Excerpt
'''

For RVV, we prefer ’len' in elements which perfectly match our RVV instruction ISA define.
For example, for our indexed load:

vsetvli ...len = 4
vluxei v0, (a5), v2, v0.t

In this situation, vluxei will gather load 4 elements, and each element addresses are:

element 0 address = a5 + v2[0]
element 1 address = a5 + v2[1]
element 2 address = a5 + v2[2]
element 3 address = a5 + v2[3]
 
I am not sure why you mention 'len' in bytes.

Thanks.


juzhe.zhong@rivai.ai
 
From: Richard Biener
Date: 2023-06-30 14:26
To: Ju-Zhe Zhong
CC: gcc-patches; richard.sandiford
Subject: Re: [PATCH V2] Machine Description: Add LEN_MASK_{GATHER_LOAD, SCATTER_STORE} pattern
On Fri, 30 Jun 2023, juzhe.zhong@rivai.ai wrote:
 
> From: Ju-Zhe Zhong <juzhe.zhong@rivai.ai>
> 
> Hi, Richi and Richard.

'''

Exercise prompt
From the RVV gather-load email, extract word for word the part starting with "From: Richard Biener" and going on through "Richi and Richard.".

Information given

'''

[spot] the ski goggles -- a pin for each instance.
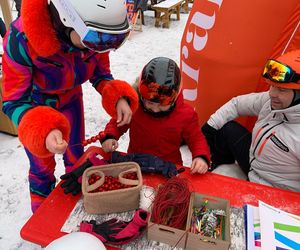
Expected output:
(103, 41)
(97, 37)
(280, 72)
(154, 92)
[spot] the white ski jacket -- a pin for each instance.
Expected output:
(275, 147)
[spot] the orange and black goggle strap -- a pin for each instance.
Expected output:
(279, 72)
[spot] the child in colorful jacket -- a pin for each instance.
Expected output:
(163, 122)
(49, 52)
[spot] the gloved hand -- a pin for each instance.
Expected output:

'''

Final answer
From: Richard Biener
Date: 2023-06-30 14:26
To: Ju-Zhe Zhong
CC: gcc-patches; richard.sandiford
Subject: Re: [PATCH V2] Machine Description: Add LEN_MASK_{GATHER_LOAD, SCATTER_STORE} pattern
On Fri, 30 Jun 2023, juzhe.zhong@rivai.ai wrote:
 
> From: Ju-Zhe Zhong <juzhe.zhong@rivai.ai>
> 
> Hi, Richi and Richard.